### VORLIEGENDE DATEN ###
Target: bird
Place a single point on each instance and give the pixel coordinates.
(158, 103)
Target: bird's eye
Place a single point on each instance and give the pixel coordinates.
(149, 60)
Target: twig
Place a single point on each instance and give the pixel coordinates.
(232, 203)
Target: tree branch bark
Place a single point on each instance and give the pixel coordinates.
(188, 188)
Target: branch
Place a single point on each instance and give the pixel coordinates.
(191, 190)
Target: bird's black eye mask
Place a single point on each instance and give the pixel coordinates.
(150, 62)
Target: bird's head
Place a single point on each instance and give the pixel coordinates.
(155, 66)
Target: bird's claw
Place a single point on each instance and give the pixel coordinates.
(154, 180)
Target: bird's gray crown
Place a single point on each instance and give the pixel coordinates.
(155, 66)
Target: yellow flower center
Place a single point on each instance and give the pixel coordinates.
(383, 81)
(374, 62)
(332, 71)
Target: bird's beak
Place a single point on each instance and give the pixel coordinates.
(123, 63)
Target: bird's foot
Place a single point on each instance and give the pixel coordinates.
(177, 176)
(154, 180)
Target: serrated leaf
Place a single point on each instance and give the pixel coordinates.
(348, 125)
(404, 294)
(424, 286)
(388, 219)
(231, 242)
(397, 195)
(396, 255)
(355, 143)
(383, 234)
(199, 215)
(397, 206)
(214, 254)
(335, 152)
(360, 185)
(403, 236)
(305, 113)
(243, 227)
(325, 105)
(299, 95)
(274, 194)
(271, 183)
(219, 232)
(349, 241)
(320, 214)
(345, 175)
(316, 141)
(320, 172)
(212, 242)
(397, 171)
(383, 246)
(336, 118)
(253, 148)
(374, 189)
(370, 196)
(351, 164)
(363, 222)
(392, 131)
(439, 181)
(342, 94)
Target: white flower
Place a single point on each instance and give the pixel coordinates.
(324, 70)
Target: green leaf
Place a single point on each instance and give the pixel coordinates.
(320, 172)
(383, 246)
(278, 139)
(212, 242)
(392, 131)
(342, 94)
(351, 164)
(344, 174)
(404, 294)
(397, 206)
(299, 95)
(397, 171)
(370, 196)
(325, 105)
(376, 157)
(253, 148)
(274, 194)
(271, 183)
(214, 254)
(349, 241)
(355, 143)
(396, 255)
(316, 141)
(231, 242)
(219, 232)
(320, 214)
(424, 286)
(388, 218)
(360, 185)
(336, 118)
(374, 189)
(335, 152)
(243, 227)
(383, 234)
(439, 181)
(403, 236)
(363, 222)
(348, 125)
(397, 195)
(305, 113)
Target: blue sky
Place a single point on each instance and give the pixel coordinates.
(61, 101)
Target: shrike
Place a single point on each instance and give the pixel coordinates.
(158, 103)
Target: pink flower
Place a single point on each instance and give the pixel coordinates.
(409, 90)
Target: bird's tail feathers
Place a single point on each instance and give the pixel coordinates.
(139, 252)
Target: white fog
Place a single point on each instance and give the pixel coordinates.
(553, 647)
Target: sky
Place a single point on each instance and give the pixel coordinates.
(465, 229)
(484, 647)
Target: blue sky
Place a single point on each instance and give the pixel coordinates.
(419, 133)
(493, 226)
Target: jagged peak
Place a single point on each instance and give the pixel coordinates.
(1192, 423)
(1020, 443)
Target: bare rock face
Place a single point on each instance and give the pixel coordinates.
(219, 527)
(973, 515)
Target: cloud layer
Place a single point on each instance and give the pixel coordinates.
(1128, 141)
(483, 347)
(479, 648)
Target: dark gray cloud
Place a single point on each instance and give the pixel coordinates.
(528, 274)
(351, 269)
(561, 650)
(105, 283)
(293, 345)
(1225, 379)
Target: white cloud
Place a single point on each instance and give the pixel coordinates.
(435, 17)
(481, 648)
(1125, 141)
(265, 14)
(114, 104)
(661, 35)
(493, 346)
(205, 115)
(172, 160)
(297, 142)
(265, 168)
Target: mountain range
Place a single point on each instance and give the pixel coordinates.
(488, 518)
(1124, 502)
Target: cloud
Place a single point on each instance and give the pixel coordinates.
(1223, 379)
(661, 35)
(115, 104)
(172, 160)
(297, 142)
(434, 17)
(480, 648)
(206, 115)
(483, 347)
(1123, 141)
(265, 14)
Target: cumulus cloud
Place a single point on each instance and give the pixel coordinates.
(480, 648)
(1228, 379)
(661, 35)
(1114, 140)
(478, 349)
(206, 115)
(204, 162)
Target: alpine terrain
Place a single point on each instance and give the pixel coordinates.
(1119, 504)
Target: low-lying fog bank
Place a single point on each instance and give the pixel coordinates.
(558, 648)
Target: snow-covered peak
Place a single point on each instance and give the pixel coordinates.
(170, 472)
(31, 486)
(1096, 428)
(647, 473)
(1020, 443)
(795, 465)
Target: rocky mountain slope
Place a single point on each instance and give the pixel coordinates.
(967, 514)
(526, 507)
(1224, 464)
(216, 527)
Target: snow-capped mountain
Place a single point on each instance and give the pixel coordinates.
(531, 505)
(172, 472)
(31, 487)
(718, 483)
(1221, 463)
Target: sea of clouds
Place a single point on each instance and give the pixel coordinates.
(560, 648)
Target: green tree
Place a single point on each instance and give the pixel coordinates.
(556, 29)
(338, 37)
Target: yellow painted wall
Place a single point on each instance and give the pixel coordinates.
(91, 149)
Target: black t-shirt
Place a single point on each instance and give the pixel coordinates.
###
Schreibe aus den obigen Daten alle Zeilen von der Zeile mit „Target: snow-covered peak“ bis zum Ende der Daten unverändert ab, beide Enden eingeschlossen.

> [SCHRIFTLICHE ANTWORT]
Target: snow-covered peak
Place a single point on each instance and give the pixel coordinates.
(170, 472)
(31, 486)
(1096, 428)
(647, 473)
(1020, 443)
(795, 465)
Target: rocky mountain slope
Place a single point on each instance and give the pixel coordinates.
(967, 514)
(526, 507)
(1224, 464)
(216, 527)
Target: snow-capped mountain
Place a single point on each instance and give the pixel coordinates.
(531, 505)
(172, 472)
(31, 487)
(718, 483)
(1221, 463)
Target: sea of clouds
Place a single point on each instance and give the pixel coordinates.
(560, 648)
Target: green tree
Place a single point on each instance and give the pixel coordinates.
(556, 29)
(338, 37)
Target: yellow painted wall
Place a single point on each instance and give the pixel coordinates.
(91, 149)
Target: black t-shirt
Place a single point on each instance and give the pixel coordinates.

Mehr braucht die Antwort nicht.